──────── Source excerpt

Comparison of Three Months Ended September 30, 2011 and 2010
For the three months ended September 30, 2011, we had net income of $38,070, compared to a net loss of $232,040 for the three months ended September 30, 2010. For the three months ended September 30, 2011, we incurred $11,033 of general and administrative expenses as compared to the three months ended September 30, 2010, when we incurred $235,809 of general and administrative expenses.
CHANGES IN FINANCIAL CONDITION
Liquidity and Capital Resources
The Company's cash position as of September 30, 2011 is $61,148. As of September 30, 2011, the Company has outstanding payables of $45,039. Capital constraints currently limit the Company’s ability to purchase residential properties for resale to international clients, and consequently the Company is restricted to selling agreements and consignment arrangements. Currently, the Company is out of contract with the developers with whom the Company had entered into such agreements, although the Company has two properties under contract that it expects to close and six additional properties that these developers are allowing the Company to market to its international clients for resale. The Company is seeking to enter into additional selling agreements and consignment arrangements for residential properties that will have lower sales prices than those it has previously sold to minimize the need for prospective international purchasers to obtain financing. The Company has identified certain properties that fit its criteria, but has not entered into any definitive agreements. There can be no assurances that the Company will enter into any such agreements. Absent new agreements, the Company will be unable to generate future revenues beyond the income derived from asset management fees.
Off-Balance Sheet Arrangements
Other than contractual obligations incurred in the normal course of business, we do not have any off-balance sheet financing arrangements or liabilities, guarantee contracts, retained or contingent interests in transferred assets or any obligation arising out of a material variable interest in an unconsolidated entity. We do not have any majority-owned subsidiaries.

────────────────
──────── Extracted material

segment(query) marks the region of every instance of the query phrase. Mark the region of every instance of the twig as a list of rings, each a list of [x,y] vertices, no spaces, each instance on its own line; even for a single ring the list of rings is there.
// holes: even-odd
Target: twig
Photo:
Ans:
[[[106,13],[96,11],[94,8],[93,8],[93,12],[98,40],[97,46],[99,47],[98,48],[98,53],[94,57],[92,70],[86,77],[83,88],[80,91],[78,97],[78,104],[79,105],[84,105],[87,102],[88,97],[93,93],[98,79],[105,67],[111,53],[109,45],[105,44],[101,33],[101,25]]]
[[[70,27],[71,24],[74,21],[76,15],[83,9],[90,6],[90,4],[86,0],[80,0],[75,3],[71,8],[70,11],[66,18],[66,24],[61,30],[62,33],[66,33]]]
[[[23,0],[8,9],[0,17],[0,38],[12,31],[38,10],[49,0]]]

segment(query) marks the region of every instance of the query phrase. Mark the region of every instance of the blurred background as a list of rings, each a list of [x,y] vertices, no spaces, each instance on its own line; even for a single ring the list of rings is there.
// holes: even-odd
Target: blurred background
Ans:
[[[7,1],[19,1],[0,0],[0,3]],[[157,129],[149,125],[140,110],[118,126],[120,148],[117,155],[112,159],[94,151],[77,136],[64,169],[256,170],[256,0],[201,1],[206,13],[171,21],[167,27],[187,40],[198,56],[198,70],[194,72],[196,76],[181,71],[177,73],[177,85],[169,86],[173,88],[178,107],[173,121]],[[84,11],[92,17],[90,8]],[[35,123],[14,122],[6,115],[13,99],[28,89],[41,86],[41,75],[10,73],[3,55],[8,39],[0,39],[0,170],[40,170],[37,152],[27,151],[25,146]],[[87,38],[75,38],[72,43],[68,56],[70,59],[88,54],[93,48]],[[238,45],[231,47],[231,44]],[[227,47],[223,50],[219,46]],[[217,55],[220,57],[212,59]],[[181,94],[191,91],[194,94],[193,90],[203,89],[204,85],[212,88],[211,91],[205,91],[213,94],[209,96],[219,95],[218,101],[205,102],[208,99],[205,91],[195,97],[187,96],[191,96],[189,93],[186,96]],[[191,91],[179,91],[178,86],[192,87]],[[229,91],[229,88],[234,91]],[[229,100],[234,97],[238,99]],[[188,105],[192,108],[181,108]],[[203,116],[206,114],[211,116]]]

────────────────

→ Required task
Extend the financial report excerpt on the company's quarterly results with the section that would come after its last sentence. The records have no connection to the financial report excerpt.

→ Output for this task
ITEM 3. QUANTITATIVE AND QUALITATIVE DISCLOSURES ABOUT MARKET RISK
Market risk is a broad term for the risk of economic loss due to adverse changes in the fair value of a financial instrument. These changes may be the result of various factors, including interest rates, foreign exchange rates, commodity prices and/or equity prices. We are exposed to market risk from changes in interest rates and foreign currency exchange rates. Our exposure to interest rate risk is limited to interest income sensitivity for working capital funds placed in a money market account. The effect of interest rate changes does not pose significant market risk to us. Also, we are exposed to foreign currency exchange rates whereby the strengthening of the US currency could make it more expensive for our foreign purchasers to buy our US properties, while a weakening US currency would make our properties less expensive to our international clients. We do not currently hedge against interest rate or currency risks. The effect of other changes, such as commodity prices and/or equity prices, does not pose significant market risk to us.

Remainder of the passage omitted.